Records from a dataset

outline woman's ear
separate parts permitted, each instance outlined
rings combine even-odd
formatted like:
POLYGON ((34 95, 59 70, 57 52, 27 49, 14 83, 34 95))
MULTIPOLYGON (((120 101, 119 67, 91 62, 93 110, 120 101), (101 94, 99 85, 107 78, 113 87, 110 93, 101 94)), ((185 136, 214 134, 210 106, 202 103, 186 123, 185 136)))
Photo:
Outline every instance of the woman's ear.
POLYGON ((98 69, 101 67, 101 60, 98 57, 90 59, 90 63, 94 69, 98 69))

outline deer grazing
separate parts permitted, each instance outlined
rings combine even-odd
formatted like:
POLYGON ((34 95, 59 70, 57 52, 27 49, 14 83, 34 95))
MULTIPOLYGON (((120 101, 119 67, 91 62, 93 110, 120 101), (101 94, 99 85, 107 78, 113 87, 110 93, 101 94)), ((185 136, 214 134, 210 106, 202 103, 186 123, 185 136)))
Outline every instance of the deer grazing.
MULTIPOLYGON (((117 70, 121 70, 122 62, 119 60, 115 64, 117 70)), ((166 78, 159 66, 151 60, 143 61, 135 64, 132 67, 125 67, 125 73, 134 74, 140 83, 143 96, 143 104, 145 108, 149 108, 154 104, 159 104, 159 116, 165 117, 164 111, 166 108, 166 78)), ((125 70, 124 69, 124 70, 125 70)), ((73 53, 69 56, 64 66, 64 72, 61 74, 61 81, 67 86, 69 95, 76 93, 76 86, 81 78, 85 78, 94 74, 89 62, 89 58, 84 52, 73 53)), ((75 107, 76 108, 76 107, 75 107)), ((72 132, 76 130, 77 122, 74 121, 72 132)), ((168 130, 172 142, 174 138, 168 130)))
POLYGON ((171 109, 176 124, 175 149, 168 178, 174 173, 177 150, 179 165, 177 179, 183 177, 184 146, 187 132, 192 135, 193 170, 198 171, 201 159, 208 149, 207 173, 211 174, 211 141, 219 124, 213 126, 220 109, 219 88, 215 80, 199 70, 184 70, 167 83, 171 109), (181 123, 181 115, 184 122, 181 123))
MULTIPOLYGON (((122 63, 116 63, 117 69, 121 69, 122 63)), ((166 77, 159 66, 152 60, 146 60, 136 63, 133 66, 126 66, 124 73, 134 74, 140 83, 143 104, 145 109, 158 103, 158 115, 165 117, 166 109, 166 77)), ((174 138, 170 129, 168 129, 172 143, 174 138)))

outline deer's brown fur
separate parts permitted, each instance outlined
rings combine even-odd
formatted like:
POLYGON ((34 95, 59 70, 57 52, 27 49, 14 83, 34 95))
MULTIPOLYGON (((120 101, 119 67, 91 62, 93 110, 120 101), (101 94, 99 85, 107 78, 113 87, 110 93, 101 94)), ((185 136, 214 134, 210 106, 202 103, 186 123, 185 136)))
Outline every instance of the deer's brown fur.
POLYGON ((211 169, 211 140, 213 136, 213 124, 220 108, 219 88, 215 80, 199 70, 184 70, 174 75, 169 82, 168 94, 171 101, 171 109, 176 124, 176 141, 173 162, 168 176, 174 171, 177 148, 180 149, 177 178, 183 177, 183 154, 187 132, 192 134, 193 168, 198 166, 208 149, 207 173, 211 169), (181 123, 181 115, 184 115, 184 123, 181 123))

> Written request: Rewrite the records from their beginning through the line containing "MULTIPOLYGON (((122 63, 116", changing "grazing" to "feeding" and keeping every other character as it is.

> Task result:
outline woman's ear
separate parts permitted, each instance outlined
rings combine even-odd
formatted like:
POLYGON ((34 95, 59 70, 57 52, 27 49, 14 83, 34 95))
MULTIPOLYGON (((120 101, 119 67, 91 62, 93 110, 120 101), (101 94, 99 85, 107 78, 113 87, 110 93, 101 94)), ((185 136, 214 134, 210 106, 202 103, 186 123, 185 136)))
Photo:
Outline every instance of the woman's ear.
POLYGON ((98 69, 101 67, 101 60, 98 57, 90 59, 90 63, 94 69, 98 69))

outline deer feeding
separate parts permitted, each instance outlined
rings combine even-odd
formatted like:
POLYGON ((34 95, 59 70, 57 52, 27 49, 14 83, 34 95))
MULTIPOLYGON (((120 101, 119 67, 91 62, 93 110, 120 101), (101 94, 99 85, 107 78, 113 87, 110 93, 101 94)), ((185 136, 214 134, 210 106, 202 103, 186 123, 185 136)))
Outline every instance of the deer feeding.
MULTIPOLYGON (((117 70, 121 70, 122 62, 119 60, 115 64, 117 70)), ((166 78, 159 66, 151 60, 143 61, 135 64, 132 67, 125 67, 125 73, 134 74, 140 83, 143 96, 143 104, 145 108, 149 108, 154 104, 159 104, 159 116, 165 117, 164 111, 166 108, 166 78)), ((125 70, 124 69, 124 70, 125 70)), ((73 53, 69 56, 64 66, 64 72, 61 74, 61 81, 67 86, 69 95, 76 93, 76 86, 81 78, 85 78, 94 74, 89 62, 89 58, 84 52, 73 53)), ((75 107, 76 108, 76 107, 75 107)), ((72 132, 76 130, 77 122, 74 121, 72 132)), ((168 130, 172 142, 174 138, 168 130)))
POLYGON ((171 109, 176 124, 175 149, 168 178, 174 173, 177 150, 179 165, 177 179, 183 177, 184 146, 187 132, 192 135, 193 170, 198 171, 201 159, 208 149, 207 173, 211 174, 211 141, 219 124, 213 126, 220 109, 219 88, 215 80, 199 70, 184 70, 167 83, 171 109), (181 123, 181 115, 184 122, 181 123))
MULTIPOLYGON (((122 63, 116 63, 117 69, 121 69, 122 63)), ((166 77, 159 66, 152 60, 146 60, 136 63, 133 66, 126 66, 124 73, 134 74, 140 83, 143 104, 145 109, 158 103, 158 115, 165 117, 166 109, 166 77)), ((174 138, 170 129, 168 129, 172 143, 174 138)))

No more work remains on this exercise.